* _What you are asked to do_
Write out the following lines unchanged, beginning at the start of the items and continuing through the line with "[256,40,313,96]", that line included.

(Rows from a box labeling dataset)
-----

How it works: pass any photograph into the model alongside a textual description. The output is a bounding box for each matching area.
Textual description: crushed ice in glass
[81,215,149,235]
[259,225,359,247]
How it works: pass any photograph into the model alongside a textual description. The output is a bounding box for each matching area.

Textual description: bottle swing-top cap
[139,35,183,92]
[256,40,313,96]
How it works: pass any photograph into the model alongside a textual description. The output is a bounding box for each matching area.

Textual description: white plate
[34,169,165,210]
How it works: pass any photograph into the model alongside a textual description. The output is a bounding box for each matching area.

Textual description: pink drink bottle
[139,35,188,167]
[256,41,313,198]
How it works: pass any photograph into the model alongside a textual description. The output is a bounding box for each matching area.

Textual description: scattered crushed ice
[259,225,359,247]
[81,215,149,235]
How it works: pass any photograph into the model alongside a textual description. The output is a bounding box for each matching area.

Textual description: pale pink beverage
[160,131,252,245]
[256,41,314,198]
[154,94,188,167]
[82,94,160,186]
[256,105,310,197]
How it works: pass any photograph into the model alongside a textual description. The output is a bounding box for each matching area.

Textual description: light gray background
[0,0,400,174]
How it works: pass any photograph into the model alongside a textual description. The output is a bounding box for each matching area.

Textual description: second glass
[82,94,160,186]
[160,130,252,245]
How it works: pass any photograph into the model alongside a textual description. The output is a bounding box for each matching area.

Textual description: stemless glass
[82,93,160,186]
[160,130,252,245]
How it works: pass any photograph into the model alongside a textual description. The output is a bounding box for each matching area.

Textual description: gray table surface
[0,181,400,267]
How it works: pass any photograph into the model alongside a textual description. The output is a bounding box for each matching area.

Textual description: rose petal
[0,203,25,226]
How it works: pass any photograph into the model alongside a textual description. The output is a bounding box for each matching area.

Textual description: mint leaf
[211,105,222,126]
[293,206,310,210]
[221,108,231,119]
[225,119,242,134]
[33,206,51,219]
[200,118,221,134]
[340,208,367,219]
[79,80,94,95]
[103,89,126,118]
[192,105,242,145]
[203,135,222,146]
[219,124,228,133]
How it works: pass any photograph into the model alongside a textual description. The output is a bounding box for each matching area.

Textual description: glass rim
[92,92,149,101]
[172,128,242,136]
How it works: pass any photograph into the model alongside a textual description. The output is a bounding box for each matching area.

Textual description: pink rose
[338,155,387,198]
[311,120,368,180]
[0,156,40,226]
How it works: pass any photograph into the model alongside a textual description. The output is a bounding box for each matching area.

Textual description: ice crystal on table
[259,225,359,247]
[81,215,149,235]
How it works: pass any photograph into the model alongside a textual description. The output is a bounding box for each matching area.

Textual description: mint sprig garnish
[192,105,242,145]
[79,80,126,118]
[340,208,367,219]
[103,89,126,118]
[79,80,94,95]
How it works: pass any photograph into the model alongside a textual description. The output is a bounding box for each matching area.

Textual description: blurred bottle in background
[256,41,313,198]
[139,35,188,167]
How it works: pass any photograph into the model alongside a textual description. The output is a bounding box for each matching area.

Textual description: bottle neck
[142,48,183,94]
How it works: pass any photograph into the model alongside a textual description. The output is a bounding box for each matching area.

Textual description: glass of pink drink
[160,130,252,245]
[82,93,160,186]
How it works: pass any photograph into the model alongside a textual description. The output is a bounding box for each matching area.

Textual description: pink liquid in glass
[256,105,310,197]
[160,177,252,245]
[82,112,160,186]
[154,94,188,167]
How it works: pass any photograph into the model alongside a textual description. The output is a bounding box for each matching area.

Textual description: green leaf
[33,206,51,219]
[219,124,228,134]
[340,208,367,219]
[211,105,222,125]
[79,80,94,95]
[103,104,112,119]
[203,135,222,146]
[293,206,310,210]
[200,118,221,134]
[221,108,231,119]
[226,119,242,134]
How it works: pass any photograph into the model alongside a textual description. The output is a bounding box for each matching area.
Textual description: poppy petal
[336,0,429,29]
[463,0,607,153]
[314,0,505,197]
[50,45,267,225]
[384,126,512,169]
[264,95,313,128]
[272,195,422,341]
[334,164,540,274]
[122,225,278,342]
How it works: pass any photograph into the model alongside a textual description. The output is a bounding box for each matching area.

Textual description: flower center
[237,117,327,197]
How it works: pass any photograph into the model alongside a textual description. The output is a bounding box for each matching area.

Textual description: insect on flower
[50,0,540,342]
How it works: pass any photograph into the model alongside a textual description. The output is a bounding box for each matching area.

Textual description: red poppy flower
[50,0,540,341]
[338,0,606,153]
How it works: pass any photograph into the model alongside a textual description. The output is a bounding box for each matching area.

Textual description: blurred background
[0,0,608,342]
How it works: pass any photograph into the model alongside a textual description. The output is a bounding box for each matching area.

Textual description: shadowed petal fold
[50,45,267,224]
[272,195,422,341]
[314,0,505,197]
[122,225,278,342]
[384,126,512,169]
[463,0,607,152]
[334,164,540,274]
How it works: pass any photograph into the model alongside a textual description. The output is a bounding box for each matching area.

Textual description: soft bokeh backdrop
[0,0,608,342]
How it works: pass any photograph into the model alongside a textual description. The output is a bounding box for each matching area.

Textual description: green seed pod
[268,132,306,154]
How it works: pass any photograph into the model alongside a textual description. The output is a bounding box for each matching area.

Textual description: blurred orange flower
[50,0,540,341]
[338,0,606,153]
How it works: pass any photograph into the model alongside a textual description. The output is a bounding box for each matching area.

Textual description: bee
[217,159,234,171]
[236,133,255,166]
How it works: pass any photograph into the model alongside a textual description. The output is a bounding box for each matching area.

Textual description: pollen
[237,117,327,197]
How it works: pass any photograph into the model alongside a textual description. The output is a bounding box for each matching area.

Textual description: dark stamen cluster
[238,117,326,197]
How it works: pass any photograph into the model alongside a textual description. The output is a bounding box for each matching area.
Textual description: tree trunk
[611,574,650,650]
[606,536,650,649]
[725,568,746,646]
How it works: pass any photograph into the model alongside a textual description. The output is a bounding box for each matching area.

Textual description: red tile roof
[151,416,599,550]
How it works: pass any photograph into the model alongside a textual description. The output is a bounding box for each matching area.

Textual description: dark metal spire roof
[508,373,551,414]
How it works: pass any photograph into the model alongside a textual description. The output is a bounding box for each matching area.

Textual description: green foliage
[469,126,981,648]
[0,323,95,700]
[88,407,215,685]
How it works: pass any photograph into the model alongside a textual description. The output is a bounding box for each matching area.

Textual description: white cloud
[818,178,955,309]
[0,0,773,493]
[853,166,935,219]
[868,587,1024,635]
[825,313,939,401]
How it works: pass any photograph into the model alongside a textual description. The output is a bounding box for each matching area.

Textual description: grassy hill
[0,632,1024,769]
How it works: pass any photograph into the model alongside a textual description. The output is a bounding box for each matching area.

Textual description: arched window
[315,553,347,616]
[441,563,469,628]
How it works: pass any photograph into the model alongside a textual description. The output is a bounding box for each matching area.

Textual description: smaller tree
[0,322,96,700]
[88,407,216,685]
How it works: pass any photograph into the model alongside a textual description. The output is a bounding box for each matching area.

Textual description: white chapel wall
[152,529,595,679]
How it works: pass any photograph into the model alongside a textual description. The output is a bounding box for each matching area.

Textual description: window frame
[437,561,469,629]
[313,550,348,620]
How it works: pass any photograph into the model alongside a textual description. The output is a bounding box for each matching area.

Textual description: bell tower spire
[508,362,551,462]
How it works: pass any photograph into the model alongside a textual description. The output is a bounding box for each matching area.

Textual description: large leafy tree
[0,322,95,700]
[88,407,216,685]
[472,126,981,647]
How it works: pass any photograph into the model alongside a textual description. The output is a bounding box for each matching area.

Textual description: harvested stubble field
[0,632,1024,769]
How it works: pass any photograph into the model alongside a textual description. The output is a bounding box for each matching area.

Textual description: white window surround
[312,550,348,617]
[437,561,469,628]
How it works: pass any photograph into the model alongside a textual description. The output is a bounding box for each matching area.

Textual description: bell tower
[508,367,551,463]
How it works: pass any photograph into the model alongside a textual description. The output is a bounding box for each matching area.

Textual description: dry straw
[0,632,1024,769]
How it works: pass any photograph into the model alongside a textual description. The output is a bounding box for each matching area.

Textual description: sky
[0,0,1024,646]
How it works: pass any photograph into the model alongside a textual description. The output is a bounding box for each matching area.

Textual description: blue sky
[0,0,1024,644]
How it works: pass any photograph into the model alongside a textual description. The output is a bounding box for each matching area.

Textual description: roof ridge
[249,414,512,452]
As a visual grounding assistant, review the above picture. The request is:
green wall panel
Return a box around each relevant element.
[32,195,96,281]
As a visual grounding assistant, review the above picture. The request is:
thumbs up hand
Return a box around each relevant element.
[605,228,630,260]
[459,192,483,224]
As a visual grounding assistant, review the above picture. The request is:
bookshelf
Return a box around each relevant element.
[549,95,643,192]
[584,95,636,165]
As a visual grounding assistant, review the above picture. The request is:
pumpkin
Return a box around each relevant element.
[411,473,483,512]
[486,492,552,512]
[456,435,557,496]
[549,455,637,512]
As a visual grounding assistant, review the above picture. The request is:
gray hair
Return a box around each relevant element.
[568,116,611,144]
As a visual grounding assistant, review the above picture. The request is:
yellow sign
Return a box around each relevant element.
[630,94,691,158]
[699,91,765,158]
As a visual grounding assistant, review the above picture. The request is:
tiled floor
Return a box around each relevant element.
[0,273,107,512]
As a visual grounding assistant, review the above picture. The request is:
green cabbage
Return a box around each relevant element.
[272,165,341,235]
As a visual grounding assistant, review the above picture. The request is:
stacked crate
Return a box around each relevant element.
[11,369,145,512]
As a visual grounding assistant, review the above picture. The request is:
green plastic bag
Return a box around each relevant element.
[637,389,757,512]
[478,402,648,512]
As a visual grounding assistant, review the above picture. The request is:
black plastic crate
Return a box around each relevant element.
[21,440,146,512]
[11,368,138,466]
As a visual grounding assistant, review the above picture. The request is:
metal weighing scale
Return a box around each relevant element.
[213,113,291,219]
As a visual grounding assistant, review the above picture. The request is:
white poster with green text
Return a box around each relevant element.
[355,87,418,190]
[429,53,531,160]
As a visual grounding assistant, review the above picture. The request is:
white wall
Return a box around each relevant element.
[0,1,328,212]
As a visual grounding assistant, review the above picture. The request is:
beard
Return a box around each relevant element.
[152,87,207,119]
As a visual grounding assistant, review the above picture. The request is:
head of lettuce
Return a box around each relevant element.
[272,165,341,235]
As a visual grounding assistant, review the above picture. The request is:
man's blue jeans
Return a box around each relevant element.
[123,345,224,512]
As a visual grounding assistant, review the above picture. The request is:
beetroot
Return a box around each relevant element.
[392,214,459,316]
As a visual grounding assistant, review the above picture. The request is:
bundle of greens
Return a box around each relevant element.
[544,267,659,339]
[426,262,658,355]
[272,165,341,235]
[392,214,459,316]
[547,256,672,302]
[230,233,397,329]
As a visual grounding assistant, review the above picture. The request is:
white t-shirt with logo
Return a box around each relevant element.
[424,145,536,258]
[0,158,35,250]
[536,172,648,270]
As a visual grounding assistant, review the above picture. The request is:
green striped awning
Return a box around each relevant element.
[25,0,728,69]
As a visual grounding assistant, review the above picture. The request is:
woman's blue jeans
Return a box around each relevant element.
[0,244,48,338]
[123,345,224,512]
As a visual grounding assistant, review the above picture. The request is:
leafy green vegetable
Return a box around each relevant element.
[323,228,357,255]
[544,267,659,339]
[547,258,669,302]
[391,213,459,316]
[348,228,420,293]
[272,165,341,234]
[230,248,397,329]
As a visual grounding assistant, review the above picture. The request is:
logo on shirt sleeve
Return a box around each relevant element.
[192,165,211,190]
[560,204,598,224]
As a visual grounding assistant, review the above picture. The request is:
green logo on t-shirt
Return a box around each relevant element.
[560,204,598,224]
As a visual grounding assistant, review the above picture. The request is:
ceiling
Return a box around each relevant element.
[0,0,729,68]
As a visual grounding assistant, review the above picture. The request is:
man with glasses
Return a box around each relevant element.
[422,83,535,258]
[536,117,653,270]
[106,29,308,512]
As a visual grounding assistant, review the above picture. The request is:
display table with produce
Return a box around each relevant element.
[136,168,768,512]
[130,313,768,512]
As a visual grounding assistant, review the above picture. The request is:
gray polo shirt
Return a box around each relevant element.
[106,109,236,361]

-----

* _Answer to this exercise_
How it works: pass any photograph into the model alongside a textual description. The output is a bounding box for each matching area.
Textual description: crushed ice in glass
[81,215,149,235]
[259,225,359,247]
How it works: pass any photograph into the model alongside a textual description. The output is a bounding box for each matching area.

Textual description: bottle swing-top cap
[139,35,183,92]
[256,40,313,96]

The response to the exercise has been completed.